Goal of the exercise: Omit every picture and return the rest of the data unaltered.

[Saved entries]
-*-*-
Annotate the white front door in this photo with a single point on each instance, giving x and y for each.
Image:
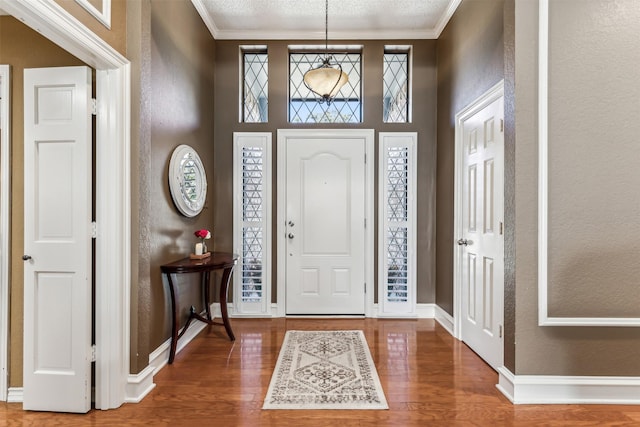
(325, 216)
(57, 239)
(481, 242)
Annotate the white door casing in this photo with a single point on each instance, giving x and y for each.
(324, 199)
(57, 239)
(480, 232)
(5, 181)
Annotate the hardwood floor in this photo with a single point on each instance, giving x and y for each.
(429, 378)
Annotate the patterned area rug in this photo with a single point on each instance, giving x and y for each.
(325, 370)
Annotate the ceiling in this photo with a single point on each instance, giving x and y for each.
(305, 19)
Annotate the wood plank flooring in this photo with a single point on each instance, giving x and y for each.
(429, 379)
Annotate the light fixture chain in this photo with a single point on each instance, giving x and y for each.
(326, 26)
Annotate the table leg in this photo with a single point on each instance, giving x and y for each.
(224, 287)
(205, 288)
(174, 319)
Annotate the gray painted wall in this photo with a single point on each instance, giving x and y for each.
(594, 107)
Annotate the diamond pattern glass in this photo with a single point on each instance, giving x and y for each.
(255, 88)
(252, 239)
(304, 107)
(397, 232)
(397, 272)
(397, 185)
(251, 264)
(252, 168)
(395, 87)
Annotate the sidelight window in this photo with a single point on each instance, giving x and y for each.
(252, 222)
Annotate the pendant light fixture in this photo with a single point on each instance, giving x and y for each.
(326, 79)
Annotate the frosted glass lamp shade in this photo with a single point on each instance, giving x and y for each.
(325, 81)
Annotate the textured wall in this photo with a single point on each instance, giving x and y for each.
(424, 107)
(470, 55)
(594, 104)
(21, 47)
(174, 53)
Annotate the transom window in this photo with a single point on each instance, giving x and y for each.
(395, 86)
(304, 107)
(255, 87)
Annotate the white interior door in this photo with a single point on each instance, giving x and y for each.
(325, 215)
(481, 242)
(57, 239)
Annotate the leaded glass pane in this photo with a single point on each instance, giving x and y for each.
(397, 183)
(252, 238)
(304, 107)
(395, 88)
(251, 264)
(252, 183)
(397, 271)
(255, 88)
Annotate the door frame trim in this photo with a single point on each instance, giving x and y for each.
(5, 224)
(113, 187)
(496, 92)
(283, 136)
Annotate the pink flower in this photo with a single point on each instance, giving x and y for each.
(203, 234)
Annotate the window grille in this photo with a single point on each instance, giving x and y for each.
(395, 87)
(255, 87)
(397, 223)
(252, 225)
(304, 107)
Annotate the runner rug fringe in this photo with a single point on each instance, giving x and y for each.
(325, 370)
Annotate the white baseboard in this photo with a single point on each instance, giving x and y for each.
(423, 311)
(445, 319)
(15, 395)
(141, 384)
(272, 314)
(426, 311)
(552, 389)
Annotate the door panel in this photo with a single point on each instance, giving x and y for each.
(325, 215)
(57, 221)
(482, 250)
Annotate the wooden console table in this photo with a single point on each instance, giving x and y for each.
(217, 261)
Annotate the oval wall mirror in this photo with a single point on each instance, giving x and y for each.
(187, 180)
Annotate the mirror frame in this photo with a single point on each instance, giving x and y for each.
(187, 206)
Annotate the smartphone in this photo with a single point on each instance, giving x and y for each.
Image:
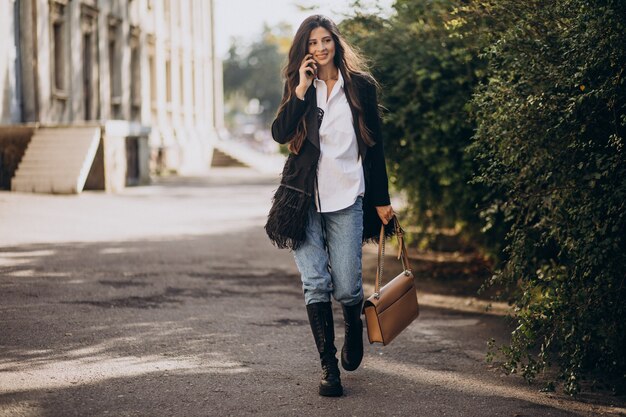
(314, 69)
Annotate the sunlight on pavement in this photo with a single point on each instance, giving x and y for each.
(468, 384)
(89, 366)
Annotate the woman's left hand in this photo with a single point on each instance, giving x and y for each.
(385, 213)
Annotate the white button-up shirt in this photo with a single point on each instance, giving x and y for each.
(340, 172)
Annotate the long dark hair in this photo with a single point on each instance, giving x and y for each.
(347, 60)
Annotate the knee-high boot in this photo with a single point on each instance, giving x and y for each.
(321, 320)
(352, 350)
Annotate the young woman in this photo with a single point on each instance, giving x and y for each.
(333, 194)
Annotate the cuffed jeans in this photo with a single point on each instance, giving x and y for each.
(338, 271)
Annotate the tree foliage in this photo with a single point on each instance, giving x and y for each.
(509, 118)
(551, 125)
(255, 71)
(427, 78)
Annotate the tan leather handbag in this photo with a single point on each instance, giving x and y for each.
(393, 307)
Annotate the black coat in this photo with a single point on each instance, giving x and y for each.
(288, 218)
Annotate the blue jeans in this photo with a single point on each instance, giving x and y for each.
-*-*-
Exercise answer:
Annotate the white front door in this photo with a single point on each instance, giving x and y for each.
Image:
(325, 216)
(57, 239)
(481, 242)
Annotate the white door casing in this photo with a single point on each instance, giving x and y for each.
(324, 199)
(57, 239)
(480, 232)
(5, 181)
Annotate the hardwood floor in this photo with a single point on each instance, giving x and y for each.
(429, 378)
Annotate the patterned area rug in this photo with a single point on each instance, giving x and y for each.
(325, 370)
Annotate the ceiling in this photo with a single point on each instance, giving x and y for each.
(305, 19)
Annotate the wood plank flooring in this photo with a single point on each instance, giving x and y for each.
(429, 379)
Annotate the light fixture chain in this photo with a single point on each instance, giving x and y for each.
(326, 26)
Annotate the table leg in this photo with a single point on each instance, giving x and y for each.
(224, 287)
(205, 288)
(174, 319)
Annotate the gray painted wall in this photo with a single point on each instance, giving x and y for each.
(594, 107)
Annotate the diamond pattern glass in this photo with a single point on each instance, giving x and y for each.
(255, 88)
(252, 239)
(304, 107)
(397, 232)
(397, 272)
(397, 185)
(251, 264)
(252, 168)
(395, 87)
Annotate the sidelight window in this photo with a single point on each instance, giving x and y for each.
(252, 222)
Annotate the pendant light fixture in this photo with a single point on each instance, giving x and y for each.
(326, 79)
Annotate the frosted glass lamp shade in this photo with a single point on each instance, giving x and y for each.
(325, 81)
Annotate the textured wall in this photo with a single point on each instance, giving x and y for each.
(424, 107)
(470, 55)
(594, 104)
(21, 47)
(174, 53)
Annotate the transom window in this photo with a single point on each instance, giving x and y for each.
(395, 86)
(304, 107)
(255, 87)
Annotate the white interior door in this photo with a single point on each instance, giving x and y for each.
(325, 215)
(481, 242)
(57, 239)
Annotate the leaded glass pane in this photo with a single point on each instance, giving x and y for each.
(397, 183)
(252, 238)
(304, 107)
(395, 88)
(251, 264)
(252, 183)
(397, 271)
(255, 88)
Annotate the door frame trim in this photo with a single point on each instance, giving x and y for each.
(5, 224)
(113, 187)
(496, 92)
(283, 136)
Annotate the pink flower in this photo with a single point on each instance, giving x and y for each.
(203, 234)
Annotate the window grille in this photo with a single point on each instance, giving x and y for each.
(395, 87)
(255, 87)
(397, 223)
(252, 225)
(304, 107)
Annotate the runner rug fringe in this photo with a single point on each instance, giving x and y for each.
(325, 370)
Annotate the white baseboard in this photo with a single point on each instance, giving x and y for each.
(423, 311)
(445, 319)
(15, 395)
(141, 384)
(272, 314)
(426, 311)
(552, 389)
Annotate the door panel in this photo with a single point on each instance, giving x and y for each.
(325, 215)
(57, 221)
(482, 250)
Annotate the wooden console table in this photo with a single point on each instance, giving x and y for each.
(217, 261)
Annotate the oval wall mirror in this photo with a single point on each instance, giving x and y for each.
(187, 180)
Annotate the mirror frame in this photo with a single point on each instance, giving x and y for each.
(187, 206)
Annotate the smartphone in this photo with a single point on each instance, giving x and y for each.
Image:
(314, 69)
Annotate the sunlight on pavement in this photo with a single point on each instance, giving x and y for each.
(468, 384)
(89, 366)
Annotate the woman's left hand in this photo with a single point on each instance, giving x and y for each.
(385, 213)
Annotate the white button-up shirt in this photo with a single point on each instance, giving x and y for each.
(340, 172)
Annotate the long dark hair in this photo with a single point on each instance, giving x and y for each.
(347, 60)
Annotate the knee-high boot in this photo with a single point on each instance, giving x and y for each.
(321, 320)
(352, 350)
Annotate the young woman in this photo with a single point on each instance, giving x and y for each.
(333, 194)
Annotate the cuffed jeans in this photo with a single point on each instance, giving x and y for each.
(338, 271)
Annotate the tree foliage in this photo with a single point on each instance, giving x and y for each.
(509, 118)
(551, 125)
(255, 71)
(427, 78)
Annotate the tan leather handbag in this photo with a single point on each instance, giving x and y for each.
(393, 307)
Annotate the black coat in this photo with a single point on each instance, giving x and y for each.
(288, 218)
Annotate the blue jeans in this photo with a single point on each instance, giving x and y for each.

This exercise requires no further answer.